* start Dataset records *
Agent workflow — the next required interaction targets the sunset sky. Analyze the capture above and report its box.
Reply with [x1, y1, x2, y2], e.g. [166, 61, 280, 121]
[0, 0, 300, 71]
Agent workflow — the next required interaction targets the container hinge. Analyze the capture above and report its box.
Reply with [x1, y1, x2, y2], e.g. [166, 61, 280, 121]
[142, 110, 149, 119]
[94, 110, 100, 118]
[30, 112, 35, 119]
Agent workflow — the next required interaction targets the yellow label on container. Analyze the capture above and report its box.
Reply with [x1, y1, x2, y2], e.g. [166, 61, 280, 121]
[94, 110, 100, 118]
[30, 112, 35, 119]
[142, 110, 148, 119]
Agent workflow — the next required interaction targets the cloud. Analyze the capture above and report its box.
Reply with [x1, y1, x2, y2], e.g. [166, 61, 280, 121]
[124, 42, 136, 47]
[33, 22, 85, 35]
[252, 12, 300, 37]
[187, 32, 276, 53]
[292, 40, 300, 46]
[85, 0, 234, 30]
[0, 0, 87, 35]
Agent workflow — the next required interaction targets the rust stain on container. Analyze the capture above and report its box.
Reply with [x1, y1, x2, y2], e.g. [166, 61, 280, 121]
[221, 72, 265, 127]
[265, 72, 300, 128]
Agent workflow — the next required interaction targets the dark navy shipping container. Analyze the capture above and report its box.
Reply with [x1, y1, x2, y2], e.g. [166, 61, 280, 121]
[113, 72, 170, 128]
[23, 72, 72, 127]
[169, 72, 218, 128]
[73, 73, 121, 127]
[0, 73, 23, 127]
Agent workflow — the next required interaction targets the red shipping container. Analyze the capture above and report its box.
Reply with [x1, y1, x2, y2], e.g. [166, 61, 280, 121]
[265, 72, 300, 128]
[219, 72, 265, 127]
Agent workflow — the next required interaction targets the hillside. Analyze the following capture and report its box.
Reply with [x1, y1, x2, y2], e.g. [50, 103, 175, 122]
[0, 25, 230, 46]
* end Dataset records *
### Work instructions
Count the lines in the records that contain the word "above". Give only the number.

### Exercise response
7